Excerpted passage:
────────────────────

Novel coronavirus (COVID19) has a quite high estimated R0, with values ranging from around 2.2 to recent extreme estimates in excess of 6. Given such robust values of the reproduction number, we should expect substantial secondary spread beyong the initial epidemic focus in Wuhan. However, it has not spread beyond China (and indeed Wuhan) to the extent that we might expect, given this high reproduction ratio. Kyra Grantz, Jess Metcalf, and Justin Lessler recently suggested that a high degree of transmission heterogeneity might explain this. They calculate that the epidemiological facts are consistent with a model where 80% of infections are caused by 10% of the cases.

This is consistent with our prior knowledge about coronaviruses, namely, that they show quite skewed transmission. That is, coronavirus transmission dynamics are characterized by the presence of super-spreaders. While the presence of super-spreaders is obviously not good, there is an upside. In particular, the presence of a few super-spreaders can drag the expected number of secondary cases (which is what R0 is at the outset of an epidemic) out toward the tail that they define. Now, the estimate of R0 for the various serious coronavirus diseases (e.g., SARS, MERS, COVID19) are reasonably low in the grand scheme of things. The only way you can have super-spreaders (like the man who contracted MERS in Saudi Arabia, traveled back to Korea and generated 186 cases there) and a value of R0 on the order of 1-2 (or even 4-6) is for most people to infect a very small number of new people. The distribution of secondary cases is highly skewed and the mode probably less than one.

The intuition behind Grantz and colleagues’ explanation of the epidemiological facts of COVID19 is that, if we assume that the expected number of secondary cases a person is likely to generate is a feature of their physiology or the circumstances of their infection (i.e., it can be thought of as a trait they take with them) and you pick people at random with respect to this distribution, you are likely to sample mostly people who are not going to generate lots of secondary cases. As a result, the infection chains emanating from them are more likely to die out quickly and the amount of epidemic dispersal will be limited.

This interpretation has a lot in common with the problem of sampling networks. Indeed, it can actually be thought of as a network-sampling problem. It is well known that a random sample of the vertices of a network will lead to a biased sample of the network’s edges, and vice-versa. This is the basis of the famous friendship paradox, first noted by Scott Feld, namely that your friends have more friends than you do. When the degree distribution of a graph is heterogeneous, and your sample is random with respect to vertex, you will likely under-sample the edges of the graph, making the induced subgraph arising from the sampling possibly far less connected than the parent graph.

We’ll construct a network with a negative binomial degree distribution. Mark Handcock and I showed that the heterogeneity of sexual network degree is well-described by a negative binomial and there is a long tradition in epidemiology of thinking about the distribution of secondary cases following a negative binomial.

────────────────────

(Extracted rows)
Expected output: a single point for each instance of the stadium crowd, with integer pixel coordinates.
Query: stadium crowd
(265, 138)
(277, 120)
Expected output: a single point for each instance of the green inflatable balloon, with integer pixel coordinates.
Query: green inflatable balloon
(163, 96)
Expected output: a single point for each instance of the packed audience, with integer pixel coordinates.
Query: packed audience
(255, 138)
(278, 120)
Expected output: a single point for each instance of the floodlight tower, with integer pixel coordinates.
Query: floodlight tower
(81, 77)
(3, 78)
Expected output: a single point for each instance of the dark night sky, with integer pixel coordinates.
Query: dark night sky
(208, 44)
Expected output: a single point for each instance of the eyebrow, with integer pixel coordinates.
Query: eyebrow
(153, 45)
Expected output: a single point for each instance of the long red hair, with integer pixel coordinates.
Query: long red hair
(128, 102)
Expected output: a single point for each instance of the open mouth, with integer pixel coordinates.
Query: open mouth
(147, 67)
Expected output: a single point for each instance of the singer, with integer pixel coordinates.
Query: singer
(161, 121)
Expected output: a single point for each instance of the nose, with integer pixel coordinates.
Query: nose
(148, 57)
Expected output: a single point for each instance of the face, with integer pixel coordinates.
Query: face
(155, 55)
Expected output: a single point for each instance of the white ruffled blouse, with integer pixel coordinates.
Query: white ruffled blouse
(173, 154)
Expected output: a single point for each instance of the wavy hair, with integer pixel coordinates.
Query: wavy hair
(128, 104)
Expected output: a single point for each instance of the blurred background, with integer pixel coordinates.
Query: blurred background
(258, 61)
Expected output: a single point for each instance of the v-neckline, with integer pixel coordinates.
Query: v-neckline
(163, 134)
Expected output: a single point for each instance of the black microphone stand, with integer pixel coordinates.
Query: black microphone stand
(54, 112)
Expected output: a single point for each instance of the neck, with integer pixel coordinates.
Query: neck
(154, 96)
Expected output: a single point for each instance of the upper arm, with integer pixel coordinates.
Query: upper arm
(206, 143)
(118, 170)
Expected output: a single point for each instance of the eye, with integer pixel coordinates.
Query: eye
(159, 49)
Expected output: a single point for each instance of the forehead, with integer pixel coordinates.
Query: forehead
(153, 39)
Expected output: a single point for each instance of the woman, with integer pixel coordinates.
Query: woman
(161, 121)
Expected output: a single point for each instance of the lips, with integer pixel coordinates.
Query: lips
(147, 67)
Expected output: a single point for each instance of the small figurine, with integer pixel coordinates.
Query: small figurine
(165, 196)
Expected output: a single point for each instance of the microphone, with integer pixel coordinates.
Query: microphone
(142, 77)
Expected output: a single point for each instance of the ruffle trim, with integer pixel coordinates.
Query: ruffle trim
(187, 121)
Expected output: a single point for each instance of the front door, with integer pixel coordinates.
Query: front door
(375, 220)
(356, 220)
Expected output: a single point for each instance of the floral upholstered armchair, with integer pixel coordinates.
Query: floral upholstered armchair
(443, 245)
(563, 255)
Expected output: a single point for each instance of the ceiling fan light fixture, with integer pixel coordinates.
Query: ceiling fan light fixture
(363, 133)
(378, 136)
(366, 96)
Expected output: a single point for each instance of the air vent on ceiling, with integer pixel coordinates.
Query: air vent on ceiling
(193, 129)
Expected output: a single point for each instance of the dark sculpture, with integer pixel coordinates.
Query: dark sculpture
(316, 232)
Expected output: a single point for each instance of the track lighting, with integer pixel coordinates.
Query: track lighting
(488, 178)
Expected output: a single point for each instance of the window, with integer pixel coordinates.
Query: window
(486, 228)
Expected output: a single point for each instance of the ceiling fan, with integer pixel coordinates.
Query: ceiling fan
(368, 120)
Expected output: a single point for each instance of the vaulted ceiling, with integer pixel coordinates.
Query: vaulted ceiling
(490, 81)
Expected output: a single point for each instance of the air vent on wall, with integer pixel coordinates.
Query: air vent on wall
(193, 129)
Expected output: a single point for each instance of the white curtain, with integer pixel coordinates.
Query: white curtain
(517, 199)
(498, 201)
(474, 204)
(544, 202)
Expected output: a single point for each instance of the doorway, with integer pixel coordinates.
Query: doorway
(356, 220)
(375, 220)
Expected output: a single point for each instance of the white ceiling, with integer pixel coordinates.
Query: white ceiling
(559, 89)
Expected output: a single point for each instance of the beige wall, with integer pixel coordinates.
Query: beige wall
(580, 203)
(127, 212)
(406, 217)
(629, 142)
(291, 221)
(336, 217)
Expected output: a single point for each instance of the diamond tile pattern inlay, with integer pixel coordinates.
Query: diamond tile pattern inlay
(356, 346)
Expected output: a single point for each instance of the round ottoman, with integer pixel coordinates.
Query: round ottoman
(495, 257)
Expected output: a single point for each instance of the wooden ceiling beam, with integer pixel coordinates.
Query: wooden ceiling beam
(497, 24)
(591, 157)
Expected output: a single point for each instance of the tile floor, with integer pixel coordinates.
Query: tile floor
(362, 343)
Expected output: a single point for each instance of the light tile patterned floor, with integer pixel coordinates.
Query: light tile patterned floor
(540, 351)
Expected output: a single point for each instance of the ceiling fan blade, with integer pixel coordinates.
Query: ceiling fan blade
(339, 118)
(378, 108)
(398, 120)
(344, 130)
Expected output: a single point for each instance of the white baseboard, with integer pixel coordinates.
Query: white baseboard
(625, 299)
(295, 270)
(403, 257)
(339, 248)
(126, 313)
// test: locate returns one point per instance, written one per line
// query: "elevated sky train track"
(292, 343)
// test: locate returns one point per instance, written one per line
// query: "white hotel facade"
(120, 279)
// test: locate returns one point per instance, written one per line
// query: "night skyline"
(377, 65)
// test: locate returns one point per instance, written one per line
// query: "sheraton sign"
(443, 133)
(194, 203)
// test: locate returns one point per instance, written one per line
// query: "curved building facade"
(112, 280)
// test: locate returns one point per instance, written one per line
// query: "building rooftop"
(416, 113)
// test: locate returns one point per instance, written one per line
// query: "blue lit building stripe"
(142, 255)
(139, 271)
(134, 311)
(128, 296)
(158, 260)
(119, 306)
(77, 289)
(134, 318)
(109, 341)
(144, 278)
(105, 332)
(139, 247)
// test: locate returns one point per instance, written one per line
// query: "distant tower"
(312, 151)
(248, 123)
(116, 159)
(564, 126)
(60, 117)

────────────────────

Work required: Can you quote the text on coronavirus super-spreaders word for word, beginning at "We’ll construct a" and stopping after "a negative binomial."?

Solved exercise:
We’ll construct a network with a negative binomial degree distribution. Mark Handcock and I showed that the heterogeneity of sexual network degree is well-described by a negative binomial and there is a long tradition in epidemiology of thinking about the distribution of secondary cases following a negative binomial.